Point annotation data:
^^^^^^^^^^^^^^^^

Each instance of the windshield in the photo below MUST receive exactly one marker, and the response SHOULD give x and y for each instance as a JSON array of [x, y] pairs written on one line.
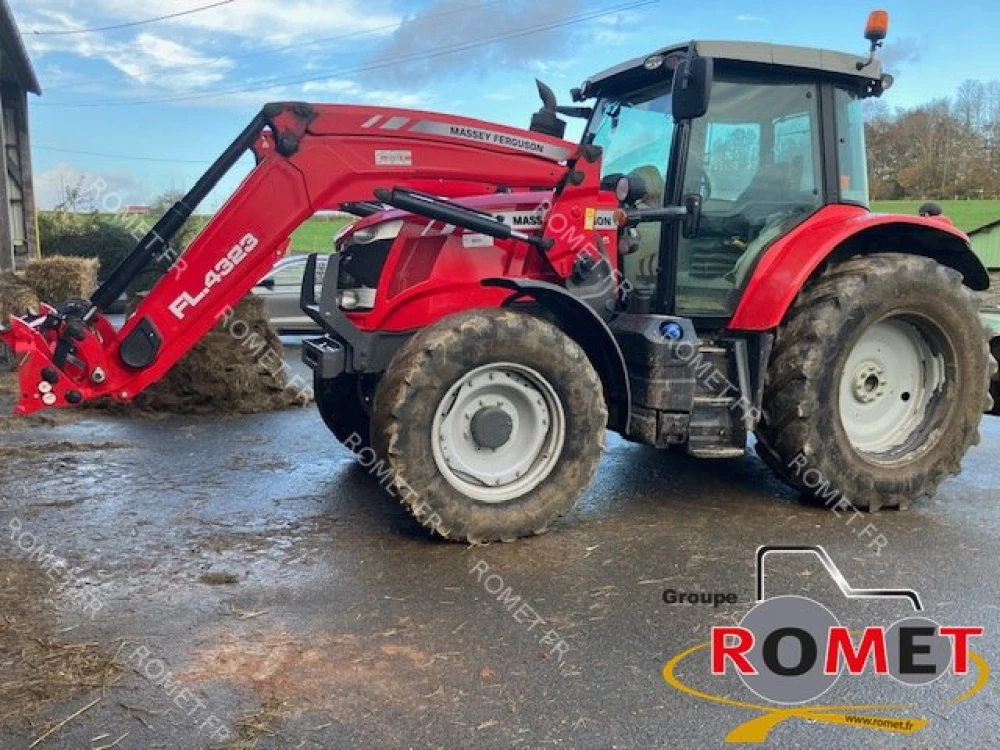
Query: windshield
[[635, 133]]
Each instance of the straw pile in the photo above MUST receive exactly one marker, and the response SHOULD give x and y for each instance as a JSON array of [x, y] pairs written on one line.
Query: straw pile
[[58, 279], [16, 297]]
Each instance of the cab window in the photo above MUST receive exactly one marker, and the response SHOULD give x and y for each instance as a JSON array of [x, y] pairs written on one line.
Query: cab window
[[754, 159], [635, 134]]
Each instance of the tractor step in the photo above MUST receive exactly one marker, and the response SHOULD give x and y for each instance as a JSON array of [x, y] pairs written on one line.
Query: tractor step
[[684, 391]]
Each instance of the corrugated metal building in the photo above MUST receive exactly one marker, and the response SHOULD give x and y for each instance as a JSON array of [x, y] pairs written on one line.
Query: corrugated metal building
[[986, 243], [18, 230]]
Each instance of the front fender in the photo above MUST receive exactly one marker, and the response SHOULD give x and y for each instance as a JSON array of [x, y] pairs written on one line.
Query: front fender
[[842, 231], [579, 321]]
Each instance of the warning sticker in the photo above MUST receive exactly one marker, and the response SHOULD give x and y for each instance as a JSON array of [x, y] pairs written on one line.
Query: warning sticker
[[393, 158]]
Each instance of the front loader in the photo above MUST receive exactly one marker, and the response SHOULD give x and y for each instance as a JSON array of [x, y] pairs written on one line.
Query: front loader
[[701, 266]]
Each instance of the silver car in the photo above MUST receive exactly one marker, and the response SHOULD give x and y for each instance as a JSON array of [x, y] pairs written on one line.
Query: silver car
[[280, 292]]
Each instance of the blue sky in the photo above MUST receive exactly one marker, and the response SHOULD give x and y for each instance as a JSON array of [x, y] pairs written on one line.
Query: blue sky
[[176, 92]]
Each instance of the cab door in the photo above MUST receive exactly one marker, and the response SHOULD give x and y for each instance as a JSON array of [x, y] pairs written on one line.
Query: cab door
[[754, 160]]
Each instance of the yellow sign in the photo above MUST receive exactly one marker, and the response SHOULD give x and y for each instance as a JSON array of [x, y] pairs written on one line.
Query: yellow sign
[[756, 730]]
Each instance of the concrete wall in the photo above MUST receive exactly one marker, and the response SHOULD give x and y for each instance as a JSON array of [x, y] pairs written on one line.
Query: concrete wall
[[18, 233]]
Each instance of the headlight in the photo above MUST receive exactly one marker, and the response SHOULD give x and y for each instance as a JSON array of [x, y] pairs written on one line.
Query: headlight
[[356, 299], [349, 299]]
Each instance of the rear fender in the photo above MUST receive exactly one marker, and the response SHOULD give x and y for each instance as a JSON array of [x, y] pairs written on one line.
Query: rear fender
[[579, 321], [838, 232]]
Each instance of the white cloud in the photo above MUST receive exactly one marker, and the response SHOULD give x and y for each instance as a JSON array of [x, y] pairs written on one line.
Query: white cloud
[[263, 22], [50, 185], [155, 60]]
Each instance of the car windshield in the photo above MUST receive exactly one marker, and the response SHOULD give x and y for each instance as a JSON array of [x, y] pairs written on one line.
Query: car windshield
[[635, 133]]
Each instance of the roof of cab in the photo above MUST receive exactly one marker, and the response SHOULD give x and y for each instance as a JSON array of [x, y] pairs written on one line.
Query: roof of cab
[[806, 58]]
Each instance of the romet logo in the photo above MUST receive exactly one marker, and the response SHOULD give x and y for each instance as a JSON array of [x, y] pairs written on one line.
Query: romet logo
[[791, 650]]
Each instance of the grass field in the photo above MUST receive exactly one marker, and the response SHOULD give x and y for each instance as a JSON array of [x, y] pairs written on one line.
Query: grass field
[[967, 215]]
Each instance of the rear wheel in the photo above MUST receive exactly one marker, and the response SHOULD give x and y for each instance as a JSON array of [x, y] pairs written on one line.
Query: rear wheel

^^^^^^^^^^^^^^^^

### DIRECTIONS
Put into a JSON list of strings, one per line with blank lines omitted, the part of the records that opens with the line containing "Each instance of the silver" and closes with the line containing "[[754, 160]]".

### RESULT BELOW
[
  "Each instance of the silver car in the photo above MUST receive exactly one marker, and the response SHOULD give x and y for each instance as a JSON array of [x, y] pairs written on one line.",
  "Query: silver car",
  "[[280, 292]]",
  "Each instance of the blue sky in the photo above MUST receive exactly one marker, and the response SHOULD give x and y for each instance as a JSON array of [x, y] pairs written on one line.",
  "Query: blue sky",
  "[[176, 92]]",
  "Each instance of the cab door in the photo above MUST receive exactly one marker, and the response SHOULD give x and y for each instance as a JSON array of [x, y] pairs written on one line.",
  "Query: cab door",
  "[[754, 160]]"
]